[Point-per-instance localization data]

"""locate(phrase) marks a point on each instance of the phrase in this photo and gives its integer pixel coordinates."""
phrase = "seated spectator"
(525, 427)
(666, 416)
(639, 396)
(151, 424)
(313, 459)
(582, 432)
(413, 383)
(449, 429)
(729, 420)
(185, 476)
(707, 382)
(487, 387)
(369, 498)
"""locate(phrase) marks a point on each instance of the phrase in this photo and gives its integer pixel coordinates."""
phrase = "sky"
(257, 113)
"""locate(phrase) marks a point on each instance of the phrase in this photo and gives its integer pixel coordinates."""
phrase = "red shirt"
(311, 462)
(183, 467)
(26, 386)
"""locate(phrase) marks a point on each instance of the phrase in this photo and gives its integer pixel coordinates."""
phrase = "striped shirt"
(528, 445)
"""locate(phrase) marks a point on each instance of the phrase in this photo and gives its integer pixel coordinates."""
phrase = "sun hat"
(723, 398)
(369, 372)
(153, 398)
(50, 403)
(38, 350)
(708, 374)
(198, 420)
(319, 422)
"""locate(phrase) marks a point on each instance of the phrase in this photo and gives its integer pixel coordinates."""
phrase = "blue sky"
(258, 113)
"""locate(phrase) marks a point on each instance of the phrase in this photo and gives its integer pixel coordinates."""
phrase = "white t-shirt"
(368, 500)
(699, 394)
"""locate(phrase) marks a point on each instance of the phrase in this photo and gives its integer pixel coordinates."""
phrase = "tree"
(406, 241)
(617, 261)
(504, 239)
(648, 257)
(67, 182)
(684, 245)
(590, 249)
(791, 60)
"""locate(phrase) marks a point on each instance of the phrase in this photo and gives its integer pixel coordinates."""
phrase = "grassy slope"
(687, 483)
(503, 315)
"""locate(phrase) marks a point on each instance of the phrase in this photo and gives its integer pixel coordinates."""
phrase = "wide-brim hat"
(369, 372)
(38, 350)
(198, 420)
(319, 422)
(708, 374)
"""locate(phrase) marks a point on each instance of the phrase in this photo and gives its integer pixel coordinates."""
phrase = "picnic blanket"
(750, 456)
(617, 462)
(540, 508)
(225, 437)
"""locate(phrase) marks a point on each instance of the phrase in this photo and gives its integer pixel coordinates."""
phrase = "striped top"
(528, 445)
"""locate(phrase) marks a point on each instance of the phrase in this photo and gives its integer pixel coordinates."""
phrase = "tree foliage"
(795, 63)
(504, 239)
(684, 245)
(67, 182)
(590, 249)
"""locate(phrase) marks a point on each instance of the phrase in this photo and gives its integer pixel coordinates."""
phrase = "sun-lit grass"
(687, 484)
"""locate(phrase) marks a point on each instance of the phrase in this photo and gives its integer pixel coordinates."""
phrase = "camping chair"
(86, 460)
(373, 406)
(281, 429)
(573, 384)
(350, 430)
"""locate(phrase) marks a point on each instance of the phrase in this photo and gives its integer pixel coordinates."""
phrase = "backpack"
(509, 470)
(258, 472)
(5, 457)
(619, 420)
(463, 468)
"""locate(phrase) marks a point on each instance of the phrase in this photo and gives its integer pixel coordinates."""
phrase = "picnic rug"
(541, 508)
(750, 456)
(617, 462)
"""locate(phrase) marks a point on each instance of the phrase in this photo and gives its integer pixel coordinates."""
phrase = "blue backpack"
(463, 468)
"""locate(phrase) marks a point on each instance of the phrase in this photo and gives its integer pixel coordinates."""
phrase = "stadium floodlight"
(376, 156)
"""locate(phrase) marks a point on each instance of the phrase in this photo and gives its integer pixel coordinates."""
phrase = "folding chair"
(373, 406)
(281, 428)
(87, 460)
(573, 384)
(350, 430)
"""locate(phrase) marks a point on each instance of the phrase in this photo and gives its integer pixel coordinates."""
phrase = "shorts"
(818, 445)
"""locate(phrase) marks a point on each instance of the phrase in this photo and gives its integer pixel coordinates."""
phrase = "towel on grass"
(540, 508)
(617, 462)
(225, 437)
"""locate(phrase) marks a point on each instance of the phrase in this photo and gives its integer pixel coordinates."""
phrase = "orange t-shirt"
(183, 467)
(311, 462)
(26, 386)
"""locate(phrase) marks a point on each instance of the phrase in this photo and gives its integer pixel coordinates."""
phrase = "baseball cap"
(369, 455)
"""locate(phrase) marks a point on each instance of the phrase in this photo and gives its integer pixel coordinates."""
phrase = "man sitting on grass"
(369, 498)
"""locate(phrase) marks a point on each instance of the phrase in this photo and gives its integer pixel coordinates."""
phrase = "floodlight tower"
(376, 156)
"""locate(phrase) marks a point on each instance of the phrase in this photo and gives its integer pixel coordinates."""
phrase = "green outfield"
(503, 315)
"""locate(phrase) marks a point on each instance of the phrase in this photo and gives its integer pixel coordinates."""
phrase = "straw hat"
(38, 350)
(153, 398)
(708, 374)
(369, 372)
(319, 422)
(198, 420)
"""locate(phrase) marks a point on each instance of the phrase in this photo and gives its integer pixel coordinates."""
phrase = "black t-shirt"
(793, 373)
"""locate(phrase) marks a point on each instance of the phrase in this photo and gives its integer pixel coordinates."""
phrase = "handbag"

▶ Activity: The job here is to write out all the entries again exactly.

▶ Result of this exercise:
"""locate(phrase) marks a point on each instance of the phrase in this photo and gives its integer pixel coordinates."""
phrase = "seated spectator"
(525, 427)
(666, 416)
(639, 396)
(151, 424)
(313, 459)
(582, 432)
(413, 383)
(449, 429)
(729, 420)
(185, 476)
(707, 382)
(487, 387)
(369, 498)
"""locate(phrase) marks a point on each instance of the phrase in this photo and gives its integer pixel coordinates."""
phrase = "sky"
(257, 113)
"""locate(phrase) marks a point on each instance of the phrase in this photo and gives its integer pixel coordinates."""
phrase = "red shirt"
(311, 462)
(183, 467)
(26, 386)
"""locate(phrase) marks a point on each instance of the phrase in this photo and gives its integer pixel coordinates."""
phrase = "striped shirt"
(528, 445)
"""locate(phrase) marks a point on each instance of the phrase in this photo and gives its integer pixel coordinates."""
phrase = "sun hat"
(723, 398)
(369, 372)
(153, 398)
(50, 403)
(38, 350)
(708, 374)
(198, 420)
(319, 422)
"""locate(phrase) marks a point on each instance of the phrase in this photo and gives its integer pixel coordinates."""
phrase = "blue sky"
(258, 113)
"""locate(phrase) marks a point on each instance of the phrase in this photo and gives its integer pixel coordinates."""
phrase = "white t-shirt"
(368, 500)
(699, 394)
"""locate(phrase) marks a point on each instance of the phrase in this photo and gives its integer pixel coordinates."""
phrase = "tree"
(406, 241)
(617, 261)
(504, 239)
(648, 257)
(67, 182)
(684, 245)
(590, 249)
(791, 60)
"""locate(phrase) marks a point on each instance of the phrase in this photo and gives its integer pixel coordinates."""
phrase = "grassy slope"
(687, 483)
(503, 315)
"""locate(phrase) marks a point on each instance of the phrase in this photo and gives its integer pixel coordinates."""
phrase = "wide-brim hat"
(369, 372)
(38, 350)
(198, 420)
(319, 422)
(708, 374)
"""locate(phrase) marks a point on each instance of the phrase in this photo and gives its integer pixel coordinates."""
phrase = "picnic blanket"
(750, 456)
(617, 462)
(540, 508)
(225, 437)
"""locate(phrase) marks a point on each instance of the phrase in this photo and gives its integer pixel coordinates."""
phrase = "striped top"
(528, 445)
"""locate(phrase) marks a point on each instance of the phrase in this photo and gives its integer pixel coordinates."""
phrase = "tree foliage"
(795, 63)
(504, 239)
(684, 245)
(67, 182)
(590, 249)
"""locate(phrase) marks a point on each instance of the phrase in this photo and gives its integer pixel coordinates."""
phrase = "sun-lit grass"
(687, 484)
"""locate(phrase) marks a point on each instance of the phrase in this photo and gives its integer pixel coordinates."""
phrase = "camping chair"
(86, 460)
(373, 406)
(281, 429)
(573, 384)
(350, 430)
"""locate(phrase) marks a point on each instance of the phrase in this photo and gives its integer pixel coordinates."""
phrase = "backpack"
(509, 470)
(258, 472)
(5, 457)
(619, 420)
(463, 468)
"""locate(phrase) marks a point on each instance of the phrase in this photo and gives its integer pixel coordinates."""
phrase = "picnic rug"
(541, 508)
(750, 456)
(617, 462)
"""locate(phrase) marks a point on each instance of the phrase in this photo and gives its integer pixel coordinates."""
phrase = "blue backpack"
(463, 468)
"""locate(phrase) marks a point on each instance of the phrase in this photo and gives its integer pixel coordinates."""
phrase = "stadium floodlight"
(376, 156)
"""locate(phrase) marks a point on each instance of the phrase in this photo and gives its integer pixel coordinates."""
phrase = "folding chair"
(373, 406)
(281, 428)
(87, 460)
(573, 384)
(350, 430)
"""locate(phrase) marks a point on each instance of the phrase in this photo and gives its integer pixel coordinates."""
phrase = "shorts"
(818, 445)
"""locate(phrase) marks a point on each instance of the phrase in this photo and gives its integer pixel coordinates."""
phrase = "towel on grass"
(540, 508)
(617, 462)
(225, 437)
"""locate(phrase) marks a point on each instance of the phrase in this photo and gives its integer pixel coordinates."""
phrase = "orange t-shirt"
(183, 467)
(311, 462)
(26, 386)
"""locate(phrase) marks a point on each instance of the phrase in this photo and gives its integer pixel coordinates."""
phrase = "baseball cap"
(369, 455)
"""locate(phrase) marks a point on each instance of the phrase in this photo and gives its integer pixel coordinates."""
phrase = "man sitting on grass"
(369, 498)
"""locate(phrase) marks a point on each instance of the phrase in this photo and gives its integer pixel coordinates."""
phrase = "floodlight tower"
(376, 156)
"""locate(phrase) marks a point on each instance of the phrase in this photo and gives its integer pixel coordinates."""
phrase = "green outfield"
(503, 315)
"""locate(phrase) marks a point on each instance of the phrase in this photo and gives its integer pixel coordinates."""
phrase = "straw hat"
(38, 350)
(153, 398)
(708, 374)
(369, 372)
(319, 422)
(198, 420)
"""locate(phrase) marks a point on each instance of the phrase in this photo and gives its integer pixel coordinates."""
phrase = "black t-shirt"
(793, 373)
"""locate(phrase) marks a point on each instance of the phrase in this photo and gives its integer pixel coordinates."""
phrase = "handbag"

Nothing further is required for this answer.